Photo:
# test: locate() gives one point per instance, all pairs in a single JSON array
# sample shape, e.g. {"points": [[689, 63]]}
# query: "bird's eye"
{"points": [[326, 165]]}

______

▸ Activity:
Your task is to output all of the data above word for word.

▸ Task solution:
Photo:
# test: locate() gives one point per instance, all pairs in a single JSON array
# sample shape, e.g. {"points": [[689, 63]]}
# query: "bird's eye"
{"points": [[326, 165]]}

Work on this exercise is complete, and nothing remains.